Lebanon County Correctional Facility has a new warden.
At their Jan. 21 meeting, the county commissioners promoted Tina Litz to the position, where she replaces the retiring Robert Karnes. A 25-year Lebanon County employee, she was most recently deputy warden for treatment at the prison.
The vote was 2-0, with third commissioner Jo Ellen Litz abstaining to avoid conflict of interest, as Tina Litz is her cousin by marriage.
Litz, 44, who was selected from 14 applicants, took over as warden Feb. 8. In the midst of her busy schedule, she answered some questions in writing from LebTown:
What got you interested in this career?
I always was drawn to the criminal justice system — I grew up on the north side of Lebanon. I saw a lot of good and bad things happen and I just had a drive to want things to be better and people to do better.
I started working at Lebanon County Correctional Facility at age 19, and worked part time as a correctional officer while I went to York College to complete my B.S. in criminal justice and a minor in sociology.
I also worked as a full-time correctional officer. I transferred after a bit and then worked as an adult probation/parole officer for six years before coming back to work at the prison as the counselor for the male population for approximately 14 years. I got promoted to director of training and did that for approximately four years before being promoted to deputy warden of treatment, and now warden.
What influence did Warden Robert Karnes have on you?
☆ ☆ ☆ ☆ ☆
:: Task statement ::
According to the article about the county prison's new warden, why did commissioner Jo Ellen Litz abstain from the vote?

:: Supplied entries ::
☆ ☆ ☆ ☆ ☆
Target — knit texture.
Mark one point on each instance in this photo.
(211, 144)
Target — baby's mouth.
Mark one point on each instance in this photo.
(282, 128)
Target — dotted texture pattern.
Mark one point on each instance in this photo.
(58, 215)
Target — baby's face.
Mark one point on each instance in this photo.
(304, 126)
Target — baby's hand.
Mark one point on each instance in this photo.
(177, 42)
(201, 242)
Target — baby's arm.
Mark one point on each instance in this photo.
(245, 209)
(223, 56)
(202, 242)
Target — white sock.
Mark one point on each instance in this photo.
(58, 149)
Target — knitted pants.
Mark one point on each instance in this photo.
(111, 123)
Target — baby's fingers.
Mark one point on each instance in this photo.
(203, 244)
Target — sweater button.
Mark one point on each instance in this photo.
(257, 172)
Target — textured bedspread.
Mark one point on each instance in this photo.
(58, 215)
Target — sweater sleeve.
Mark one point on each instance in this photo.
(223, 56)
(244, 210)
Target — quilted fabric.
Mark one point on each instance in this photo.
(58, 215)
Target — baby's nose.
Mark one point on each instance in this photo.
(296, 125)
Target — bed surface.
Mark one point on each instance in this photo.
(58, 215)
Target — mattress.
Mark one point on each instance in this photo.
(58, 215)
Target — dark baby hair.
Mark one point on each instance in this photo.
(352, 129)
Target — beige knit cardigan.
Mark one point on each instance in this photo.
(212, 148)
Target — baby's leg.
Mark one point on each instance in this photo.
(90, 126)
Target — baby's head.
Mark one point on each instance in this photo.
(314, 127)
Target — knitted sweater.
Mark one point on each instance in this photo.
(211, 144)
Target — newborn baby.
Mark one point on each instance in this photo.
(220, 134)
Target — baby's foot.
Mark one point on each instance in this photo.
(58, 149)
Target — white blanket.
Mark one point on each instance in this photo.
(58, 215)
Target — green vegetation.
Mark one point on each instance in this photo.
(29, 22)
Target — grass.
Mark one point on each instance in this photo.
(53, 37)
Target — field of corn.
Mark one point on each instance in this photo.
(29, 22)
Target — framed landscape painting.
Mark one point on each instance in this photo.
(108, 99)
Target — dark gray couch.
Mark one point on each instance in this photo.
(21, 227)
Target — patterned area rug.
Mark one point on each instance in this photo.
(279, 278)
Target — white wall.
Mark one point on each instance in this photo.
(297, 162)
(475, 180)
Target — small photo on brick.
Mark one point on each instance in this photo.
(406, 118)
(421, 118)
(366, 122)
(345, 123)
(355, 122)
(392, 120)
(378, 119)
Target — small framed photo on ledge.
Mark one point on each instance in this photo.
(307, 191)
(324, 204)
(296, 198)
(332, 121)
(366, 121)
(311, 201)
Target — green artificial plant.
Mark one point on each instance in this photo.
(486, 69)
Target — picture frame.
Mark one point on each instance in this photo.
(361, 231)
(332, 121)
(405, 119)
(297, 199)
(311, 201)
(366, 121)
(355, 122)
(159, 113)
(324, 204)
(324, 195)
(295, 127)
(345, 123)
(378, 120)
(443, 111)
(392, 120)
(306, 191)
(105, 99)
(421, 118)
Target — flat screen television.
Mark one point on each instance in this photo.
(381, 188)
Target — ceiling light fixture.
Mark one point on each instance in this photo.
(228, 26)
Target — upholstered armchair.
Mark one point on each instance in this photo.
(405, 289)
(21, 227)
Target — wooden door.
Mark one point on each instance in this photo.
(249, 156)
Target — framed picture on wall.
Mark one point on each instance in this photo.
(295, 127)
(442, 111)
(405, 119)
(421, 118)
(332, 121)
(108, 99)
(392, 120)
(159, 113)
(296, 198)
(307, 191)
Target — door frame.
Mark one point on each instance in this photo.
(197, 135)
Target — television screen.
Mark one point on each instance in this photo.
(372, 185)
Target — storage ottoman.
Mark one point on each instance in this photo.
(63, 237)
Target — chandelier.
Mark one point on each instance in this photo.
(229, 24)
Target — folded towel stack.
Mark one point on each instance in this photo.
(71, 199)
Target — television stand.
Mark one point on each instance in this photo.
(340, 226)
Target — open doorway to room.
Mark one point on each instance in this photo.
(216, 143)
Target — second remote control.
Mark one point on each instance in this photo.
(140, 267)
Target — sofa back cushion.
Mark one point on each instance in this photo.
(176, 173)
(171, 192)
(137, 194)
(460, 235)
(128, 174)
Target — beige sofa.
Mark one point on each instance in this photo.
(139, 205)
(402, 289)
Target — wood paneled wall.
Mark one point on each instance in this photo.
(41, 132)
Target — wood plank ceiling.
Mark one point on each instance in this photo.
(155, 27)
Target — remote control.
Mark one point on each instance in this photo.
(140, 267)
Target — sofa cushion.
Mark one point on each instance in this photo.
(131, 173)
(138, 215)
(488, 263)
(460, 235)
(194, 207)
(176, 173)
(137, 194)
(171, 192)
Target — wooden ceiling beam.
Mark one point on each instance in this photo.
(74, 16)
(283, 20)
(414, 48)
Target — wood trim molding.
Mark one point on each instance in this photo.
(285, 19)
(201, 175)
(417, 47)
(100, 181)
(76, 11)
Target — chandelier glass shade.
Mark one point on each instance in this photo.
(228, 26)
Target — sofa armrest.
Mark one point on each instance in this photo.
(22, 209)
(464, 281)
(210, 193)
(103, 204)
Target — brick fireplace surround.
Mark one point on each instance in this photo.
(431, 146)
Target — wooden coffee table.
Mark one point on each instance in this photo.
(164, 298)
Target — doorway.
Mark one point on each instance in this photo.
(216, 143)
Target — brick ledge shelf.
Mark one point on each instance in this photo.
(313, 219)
☆ ☆ ☆ ☆ ☆
:: Result ::
She abstained to avoid a conflict of interest, since Tina Litz is her cousin by marriage.